### WORK TO BE COMPLETED
Output every entry exactly as given.

### Named-object pointing records
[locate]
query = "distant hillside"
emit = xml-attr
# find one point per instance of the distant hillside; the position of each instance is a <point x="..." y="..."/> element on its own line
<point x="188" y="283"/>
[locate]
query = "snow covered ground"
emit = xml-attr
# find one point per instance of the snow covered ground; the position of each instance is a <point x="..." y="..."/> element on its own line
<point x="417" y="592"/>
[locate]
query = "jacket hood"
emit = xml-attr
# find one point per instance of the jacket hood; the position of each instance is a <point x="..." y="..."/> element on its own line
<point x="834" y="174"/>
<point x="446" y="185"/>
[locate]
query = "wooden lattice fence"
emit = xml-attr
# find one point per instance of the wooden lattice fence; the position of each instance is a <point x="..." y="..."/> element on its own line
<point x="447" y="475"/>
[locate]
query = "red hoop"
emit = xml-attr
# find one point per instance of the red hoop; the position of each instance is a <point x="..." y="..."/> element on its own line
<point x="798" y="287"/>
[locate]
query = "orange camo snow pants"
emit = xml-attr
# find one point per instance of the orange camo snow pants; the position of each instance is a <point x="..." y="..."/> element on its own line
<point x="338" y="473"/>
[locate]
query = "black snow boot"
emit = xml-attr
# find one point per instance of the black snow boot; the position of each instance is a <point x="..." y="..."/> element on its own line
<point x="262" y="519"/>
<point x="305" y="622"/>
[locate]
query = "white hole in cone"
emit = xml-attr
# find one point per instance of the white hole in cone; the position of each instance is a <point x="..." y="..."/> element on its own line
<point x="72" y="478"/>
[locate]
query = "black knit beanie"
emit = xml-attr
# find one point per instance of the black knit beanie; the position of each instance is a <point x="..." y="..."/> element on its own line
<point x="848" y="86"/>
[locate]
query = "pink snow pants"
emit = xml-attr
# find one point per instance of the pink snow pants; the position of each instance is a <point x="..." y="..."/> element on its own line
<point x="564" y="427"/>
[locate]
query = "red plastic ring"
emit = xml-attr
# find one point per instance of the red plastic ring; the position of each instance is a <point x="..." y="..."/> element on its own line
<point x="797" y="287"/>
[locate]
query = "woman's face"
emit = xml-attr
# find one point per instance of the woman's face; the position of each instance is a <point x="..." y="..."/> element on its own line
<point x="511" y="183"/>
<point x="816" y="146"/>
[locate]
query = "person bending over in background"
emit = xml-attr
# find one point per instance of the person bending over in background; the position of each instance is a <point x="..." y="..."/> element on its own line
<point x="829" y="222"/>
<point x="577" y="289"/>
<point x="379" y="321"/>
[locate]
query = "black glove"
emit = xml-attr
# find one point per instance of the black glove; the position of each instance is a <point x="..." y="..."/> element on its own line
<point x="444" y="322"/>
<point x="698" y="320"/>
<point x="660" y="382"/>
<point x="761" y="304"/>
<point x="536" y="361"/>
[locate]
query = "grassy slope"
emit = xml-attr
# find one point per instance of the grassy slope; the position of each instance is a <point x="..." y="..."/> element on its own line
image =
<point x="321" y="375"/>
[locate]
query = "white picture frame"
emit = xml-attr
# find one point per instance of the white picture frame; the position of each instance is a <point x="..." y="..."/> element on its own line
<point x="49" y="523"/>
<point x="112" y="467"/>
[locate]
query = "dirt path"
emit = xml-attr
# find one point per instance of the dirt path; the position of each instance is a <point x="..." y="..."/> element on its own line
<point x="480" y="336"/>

### RESPONSE
[locate]
query = "distant hillside"
emit = xml-attr
# find one point per instance of the distant hillside; the position of each instance is a <point x="..." y="..."/> element on its own line
<point x="188" y="283"/>
[locate]
query = "snow covered ground"
emit = xml-attr
# find one point per instance of the snow covered ground; the position of each instance is a <point x="..." y="..."/> element on its own line
<point x="417" y="592"/>
[locate]
query = "jacket hood"
emit = xml-attr
# find one point per instance of the jacket hood; the position of each instance is a <point x="..." y="..."/> element on its own line
<point x="834" y="174"/>
<point x="446" y="185"/>
[locate]
query = "wooden lattice fence"
emit = xml-attr
# find one point per instance of the wooden lattice fence; the position of each instance is a <point x="..." y="..."/> element on its own line
<point x="447" y="475"/>
[locate]
query = "red hoop"
emit = xml-attr
# find one point per instance of the red hoop; the position of each instance is a <point x="..." y="..."/> element on its own line
<point x="798" y="287"/>
[locate]
query = "orange camo snow pants"
emit = xml-attr
# find one point per instance of the orange camo snow pants; the position of each instance is a <point x="..." y="..."/> element on its own line
<point x="338" y="473"/>
[locate]
query = "black snow boot"
emit = xml-attr
# find one point per instance of the black snow boot; the position of each instance is a <point x="..." y="..."/> element on its own line
<point x="262" y="519"/>
<point x="305" y="622"/>
[locate]
query = "white hole in cone"
emit = xml-attr
# find one point per instance of the white hole in cone; the position of each instance is a <point x="..." y="..."/> element on its own line
<point x="72" y="478"/>
[locate]
query = "black knit beanie"
emit = xml-attr
# find one point per instance of the black knit beanie; the position of each instance is a <point x="..." y="..."/> element on its own line
<point x="848" y="86"/>
[locate]
query = "pink snow pants"
emit = xml-attr
# find one point per instance of the pink snow pants; the position of each instance is a <point x="..." y="..."/> element on its own line
<point x="564" y="427"/>
[locate]
query = "red plastic ring"
emit = xml-attr
# find one point per instance of the red plastic ring; the position of each instance is a <point x="..." y="..."/> element on its own line
<point x="797" y="287"/>
[locate]
query = "woman's face"
emit = xml-attr
# find one point per instance of the woman's face; the position of each instance is a <point x="..." y="..."/> element on its own line
<point x="511" y="183"/>
<point x="816" y="146"/>
[locate]
query = "person bending over in background"
emit = xml-attr
# find one point per instance of the person bending over in background; the position of each instance is a <point x="..." y="..."/> element on its own line
<point x="829" y="222"/>
<point x="577" y="289"/>
<point x="379" y="321"/>
[locate]
query = "black glove"
emit = xml-attr
# find one point per instance of the black glove; the position of each instance is a <point x="..." y="..."/> element on its own line
<point x="444" y="322"/>
<point x="698" y="320"/>
<point x="660" y="382"/>
<point x="761" y="304"/>
<point x="536" y="361"/>
[locate]
query = "grassy slope"
emit = xml-attr
# find one point per instance of the grassy slope; the position of each instance is a <point x="..." y="..."/> element on its own line
image =
<point x="321" y="375"/>
[locate]
query = "white picture frame"
emit = xml-attr
# find one point per instance of the white picture frame; the position of each instance is a <point x="..." y="..."/> element on its own line
<point x="49" y="523"/>
<point x="112" y="467"/>
[locate]
query = "dirt path"
emit = xml-attr
# find one point per instance of the dirt path; the position of each instance is a <point x="..." y="..."/> element on its own line
<point x="480" y="336"/>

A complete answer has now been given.